== Segment start ==
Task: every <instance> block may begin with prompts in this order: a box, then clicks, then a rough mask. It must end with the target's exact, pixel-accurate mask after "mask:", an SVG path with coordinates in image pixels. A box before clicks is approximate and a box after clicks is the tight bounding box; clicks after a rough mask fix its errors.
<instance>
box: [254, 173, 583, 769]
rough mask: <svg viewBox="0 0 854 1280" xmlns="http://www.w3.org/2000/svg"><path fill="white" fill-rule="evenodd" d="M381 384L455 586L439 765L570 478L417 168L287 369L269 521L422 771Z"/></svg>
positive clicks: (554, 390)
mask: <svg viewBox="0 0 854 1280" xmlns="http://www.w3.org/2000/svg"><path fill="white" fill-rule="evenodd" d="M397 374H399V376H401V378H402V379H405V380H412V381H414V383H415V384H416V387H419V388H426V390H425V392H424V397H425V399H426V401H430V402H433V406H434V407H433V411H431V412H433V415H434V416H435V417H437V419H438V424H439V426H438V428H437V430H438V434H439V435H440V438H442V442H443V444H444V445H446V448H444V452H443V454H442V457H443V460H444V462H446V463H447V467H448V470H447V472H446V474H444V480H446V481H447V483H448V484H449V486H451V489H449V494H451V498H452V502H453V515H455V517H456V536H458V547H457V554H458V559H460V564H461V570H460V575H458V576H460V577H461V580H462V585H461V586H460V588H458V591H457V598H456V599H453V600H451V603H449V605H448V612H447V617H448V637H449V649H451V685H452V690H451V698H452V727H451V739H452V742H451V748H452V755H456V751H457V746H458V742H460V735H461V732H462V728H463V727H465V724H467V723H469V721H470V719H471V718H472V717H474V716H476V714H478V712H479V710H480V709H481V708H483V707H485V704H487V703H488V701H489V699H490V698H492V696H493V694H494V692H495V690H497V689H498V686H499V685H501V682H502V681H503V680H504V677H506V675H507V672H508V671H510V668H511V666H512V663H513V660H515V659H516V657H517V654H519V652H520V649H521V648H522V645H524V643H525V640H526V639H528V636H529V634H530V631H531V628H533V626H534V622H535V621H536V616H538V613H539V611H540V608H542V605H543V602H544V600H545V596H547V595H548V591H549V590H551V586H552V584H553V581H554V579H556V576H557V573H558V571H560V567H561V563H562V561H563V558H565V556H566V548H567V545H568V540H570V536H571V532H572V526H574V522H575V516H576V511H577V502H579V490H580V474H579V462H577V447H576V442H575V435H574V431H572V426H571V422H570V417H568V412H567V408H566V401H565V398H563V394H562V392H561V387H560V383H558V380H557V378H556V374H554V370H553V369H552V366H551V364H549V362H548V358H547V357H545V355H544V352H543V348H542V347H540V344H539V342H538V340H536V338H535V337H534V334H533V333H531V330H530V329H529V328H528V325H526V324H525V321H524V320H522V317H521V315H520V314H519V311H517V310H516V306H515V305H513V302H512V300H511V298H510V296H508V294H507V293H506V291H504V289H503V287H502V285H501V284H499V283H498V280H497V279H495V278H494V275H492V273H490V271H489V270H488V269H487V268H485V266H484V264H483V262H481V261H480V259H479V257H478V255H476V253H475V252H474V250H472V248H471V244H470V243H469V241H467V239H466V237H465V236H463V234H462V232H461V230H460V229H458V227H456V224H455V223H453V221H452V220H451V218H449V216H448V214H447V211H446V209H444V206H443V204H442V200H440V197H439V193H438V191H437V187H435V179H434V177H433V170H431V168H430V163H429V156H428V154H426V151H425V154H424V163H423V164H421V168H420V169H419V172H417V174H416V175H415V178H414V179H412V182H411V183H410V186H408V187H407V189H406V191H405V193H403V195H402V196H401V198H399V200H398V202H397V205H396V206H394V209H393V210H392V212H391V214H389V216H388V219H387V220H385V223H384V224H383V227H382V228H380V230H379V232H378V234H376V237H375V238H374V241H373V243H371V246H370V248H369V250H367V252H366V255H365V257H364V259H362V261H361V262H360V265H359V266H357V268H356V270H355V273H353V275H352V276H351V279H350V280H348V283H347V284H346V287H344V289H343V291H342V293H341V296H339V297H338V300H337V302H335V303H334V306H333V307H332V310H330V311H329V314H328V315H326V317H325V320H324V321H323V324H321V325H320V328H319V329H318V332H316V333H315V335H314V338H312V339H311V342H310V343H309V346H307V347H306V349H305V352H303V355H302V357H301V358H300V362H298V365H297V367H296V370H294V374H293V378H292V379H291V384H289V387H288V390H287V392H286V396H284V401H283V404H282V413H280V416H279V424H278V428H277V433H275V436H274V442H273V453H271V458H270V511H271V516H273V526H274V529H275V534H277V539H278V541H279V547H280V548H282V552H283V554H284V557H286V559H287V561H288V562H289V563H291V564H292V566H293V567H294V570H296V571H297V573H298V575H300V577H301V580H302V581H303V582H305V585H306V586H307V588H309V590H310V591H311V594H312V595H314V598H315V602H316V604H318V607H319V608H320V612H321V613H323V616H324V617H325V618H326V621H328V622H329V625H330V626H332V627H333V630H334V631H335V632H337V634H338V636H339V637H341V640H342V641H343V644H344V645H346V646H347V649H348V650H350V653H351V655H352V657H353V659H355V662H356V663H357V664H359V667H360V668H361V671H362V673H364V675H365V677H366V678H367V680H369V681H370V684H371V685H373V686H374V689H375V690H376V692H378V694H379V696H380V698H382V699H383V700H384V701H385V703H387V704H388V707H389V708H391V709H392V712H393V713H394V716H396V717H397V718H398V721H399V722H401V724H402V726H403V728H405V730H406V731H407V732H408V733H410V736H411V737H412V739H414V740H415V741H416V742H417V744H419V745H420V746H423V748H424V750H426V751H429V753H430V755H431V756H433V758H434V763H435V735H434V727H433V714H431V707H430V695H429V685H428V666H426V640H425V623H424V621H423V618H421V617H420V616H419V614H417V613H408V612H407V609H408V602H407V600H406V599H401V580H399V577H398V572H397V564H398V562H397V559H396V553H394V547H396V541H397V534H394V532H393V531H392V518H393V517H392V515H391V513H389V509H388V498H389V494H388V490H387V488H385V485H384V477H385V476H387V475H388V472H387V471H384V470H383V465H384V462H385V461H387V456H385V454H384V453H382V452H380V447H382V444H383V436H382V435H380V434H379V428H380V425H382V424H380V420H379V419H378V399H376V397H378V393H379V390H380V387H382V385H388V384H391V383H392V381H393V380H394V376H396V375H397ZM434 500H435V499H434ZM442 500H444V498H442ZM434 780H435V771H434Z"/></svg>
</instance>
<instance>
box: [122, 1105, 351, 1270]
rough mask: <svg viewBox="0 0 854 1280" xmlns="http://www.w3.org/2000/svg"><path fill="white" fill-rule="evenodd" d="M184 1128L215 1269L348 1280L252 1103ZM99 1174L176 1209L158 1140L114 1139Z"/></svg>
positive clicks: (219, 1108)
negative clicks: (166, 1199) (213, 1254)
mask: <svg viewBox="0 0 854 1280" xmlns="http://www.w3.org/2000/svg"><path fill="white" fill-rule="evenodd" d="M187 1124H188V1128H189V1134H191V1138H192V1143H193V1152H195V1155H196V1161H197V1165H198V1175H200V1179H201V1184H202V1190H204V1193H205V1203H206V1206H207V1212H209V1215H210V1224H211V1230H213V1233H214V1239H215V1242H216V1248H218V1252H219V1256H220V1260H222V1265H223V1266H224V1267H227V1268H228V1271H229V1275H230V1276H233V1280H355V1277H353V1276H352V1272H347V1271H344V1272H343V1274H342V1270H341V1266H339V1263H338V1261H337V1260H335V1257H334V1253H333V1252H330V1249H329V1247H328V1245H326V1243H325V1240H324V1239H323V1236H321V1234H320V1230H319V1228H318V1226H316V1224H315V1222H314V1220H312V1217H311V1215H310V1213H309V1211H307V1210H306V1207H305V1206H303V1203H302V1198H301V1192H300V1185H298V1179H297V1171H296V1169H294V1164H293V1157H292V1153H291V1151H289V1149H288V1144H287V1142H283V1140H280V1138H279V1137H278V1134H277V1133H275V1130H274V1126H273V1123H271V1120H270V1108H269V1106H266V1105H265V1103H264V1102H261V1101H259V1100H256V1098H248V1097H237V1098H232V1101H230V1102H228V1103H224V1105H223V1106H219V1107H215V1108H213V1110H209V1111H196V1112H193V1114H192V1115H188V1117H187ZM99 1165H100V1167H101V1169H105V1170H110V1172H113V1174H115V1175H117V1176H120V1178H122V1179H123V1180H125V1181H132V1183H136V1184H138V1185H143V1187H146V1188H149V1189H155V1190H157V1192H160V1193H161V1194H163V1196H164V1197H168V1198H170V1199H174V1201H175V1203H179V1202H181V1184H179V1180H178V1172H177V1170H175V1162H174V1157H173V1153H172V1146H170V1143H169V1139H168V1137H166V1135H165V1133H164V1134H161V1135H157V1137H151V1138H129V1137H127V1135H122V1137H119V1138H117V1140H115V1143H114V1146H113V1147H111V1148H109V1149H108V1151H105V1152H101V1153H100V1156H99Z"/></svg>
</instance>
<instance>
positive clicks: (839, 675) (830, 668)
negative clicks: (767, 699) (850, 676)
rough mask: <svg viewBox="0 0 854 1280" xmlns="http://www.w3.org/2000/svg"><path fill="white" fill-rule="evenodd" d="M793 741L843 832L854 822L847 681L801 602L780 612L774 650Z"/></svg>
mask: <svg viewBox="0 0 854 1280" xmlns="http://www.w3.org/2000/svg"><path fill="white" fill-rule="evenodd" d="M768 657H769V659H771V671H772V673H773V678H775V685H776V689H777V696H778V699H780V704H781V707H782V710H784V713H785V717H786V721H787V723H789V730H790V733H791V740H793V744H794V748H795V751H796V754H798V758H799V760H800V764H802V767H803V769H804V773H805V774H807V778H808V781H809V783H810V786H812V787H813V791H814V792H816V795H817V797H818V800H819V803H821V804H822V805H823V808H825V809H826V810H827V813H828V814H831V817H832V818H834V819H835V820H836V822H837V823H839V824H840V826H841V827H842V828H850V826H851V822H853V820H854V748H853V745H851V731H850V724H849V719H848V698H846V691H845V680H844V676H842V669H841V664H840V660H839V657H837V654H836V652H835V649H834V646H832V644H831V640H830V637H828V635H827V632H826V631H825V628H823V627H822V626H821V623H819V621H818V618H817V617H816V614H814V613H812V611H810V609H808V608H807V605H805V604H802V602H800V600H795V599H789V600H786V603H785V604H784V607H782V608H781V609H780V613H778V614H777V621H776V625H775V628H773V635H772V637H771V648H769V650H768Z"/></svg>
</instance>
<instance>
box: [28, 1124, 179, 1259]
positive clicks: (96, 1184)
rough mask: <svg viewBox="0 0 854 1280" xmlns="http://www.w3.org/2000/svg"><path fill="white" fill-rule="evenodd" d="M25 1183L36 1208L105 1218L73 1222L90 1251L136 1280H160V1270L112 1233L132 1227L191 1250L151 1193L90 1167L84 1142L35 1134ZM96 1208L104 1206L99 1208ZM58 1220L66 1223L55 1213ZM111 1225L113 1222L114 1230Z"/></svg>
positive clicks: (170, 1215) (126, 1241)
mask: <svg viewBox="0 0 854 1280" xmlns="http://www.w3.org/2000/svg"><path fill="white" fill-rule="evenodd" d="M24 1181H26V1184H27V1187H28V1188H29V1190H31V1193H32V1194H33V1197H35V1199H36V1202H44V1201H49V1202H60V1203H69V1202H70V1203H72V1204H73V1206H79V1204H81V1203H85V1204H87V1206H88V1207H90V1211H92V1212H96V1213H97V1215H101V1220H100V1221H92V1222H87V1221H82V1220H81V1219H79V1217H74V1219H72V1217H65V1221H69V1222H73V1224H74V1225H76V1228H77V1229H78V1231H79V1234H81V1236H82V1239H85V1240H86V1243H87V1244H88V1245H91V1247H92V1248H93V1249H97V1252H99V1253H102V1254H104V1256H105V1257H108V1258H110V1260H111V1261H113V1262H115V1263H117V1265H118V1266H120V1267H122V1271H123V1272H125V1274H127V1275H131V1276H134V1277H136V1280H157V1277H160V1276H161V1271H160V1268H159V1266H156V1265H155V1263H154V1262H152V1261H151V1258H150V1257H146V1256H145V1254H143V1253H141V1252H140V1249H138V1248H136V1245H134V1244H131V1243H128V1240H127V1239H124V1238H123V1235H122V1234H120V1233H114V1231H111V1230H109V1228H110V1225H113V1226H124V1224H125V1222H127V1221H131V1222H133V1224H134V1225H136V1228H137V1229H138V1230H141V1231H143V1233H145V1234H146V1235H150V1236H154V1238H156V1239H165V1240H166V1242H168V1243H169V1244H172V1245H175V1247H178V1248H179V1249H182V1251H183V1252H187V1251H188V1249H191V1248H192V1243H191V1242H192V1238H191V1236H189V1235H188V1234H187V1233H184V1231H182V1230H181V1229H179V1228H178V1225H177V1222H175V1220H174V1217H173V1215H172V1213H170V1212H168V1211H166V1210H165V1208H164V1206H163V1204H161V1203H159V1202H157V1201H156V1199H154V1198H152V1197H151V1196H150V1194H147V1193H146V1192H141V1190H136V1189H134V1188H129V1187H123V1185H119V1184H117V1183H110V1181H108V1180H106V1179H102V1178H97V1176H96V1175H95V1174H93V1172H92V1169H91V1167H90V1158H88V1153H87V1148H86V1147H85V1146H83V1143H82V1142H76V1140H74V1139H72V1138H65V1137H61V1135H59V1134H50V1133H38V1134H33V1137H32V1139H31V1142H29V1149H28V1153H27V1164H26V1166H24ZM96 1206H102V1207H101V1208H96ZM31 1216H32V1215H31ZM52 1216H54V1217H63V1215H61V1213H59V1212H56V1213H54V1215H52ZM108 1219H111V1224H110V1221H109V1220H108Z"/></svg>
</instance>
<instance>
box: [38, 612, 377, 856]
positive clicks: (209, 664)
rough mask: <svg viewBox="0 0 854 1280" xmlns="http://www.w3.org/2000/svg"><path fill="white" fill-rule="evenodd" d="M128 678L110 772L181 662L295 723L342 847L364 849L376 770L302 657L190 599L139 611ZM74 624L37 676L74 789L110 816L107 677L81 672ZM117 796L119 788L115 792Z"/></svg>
== Segment end ==
**What to work on**
Rewrite the records from their first line through the line containing "positive clicks: (554, 390)" as a numbered list, leaving out any blank lines.

**Written response**
1. Task: every <instance> block may begin with prompts in this order: a box, then clicks, then a rough mask. It must end with the target's exact, pixel-accurate mask after "mask:", an SVG path with coordinates in image pixels. A box before clicks is approximate and a box after clicks is the tight bounding box; clicks after a rough mask fix its errors.
2. <instance>
3. box: [254, 173, 583, 769]
4. rough mask: <svg viewBox="0 0 854 1280" xmlns="http://www.w3.org/2000/svg"><path fill="white" fill-rule="evenodd" d="M381 384L455 586L439 765L570 478L417 168L287 369L269 521L422 771Z"/></svg>
5. positive clicks: (554, 390)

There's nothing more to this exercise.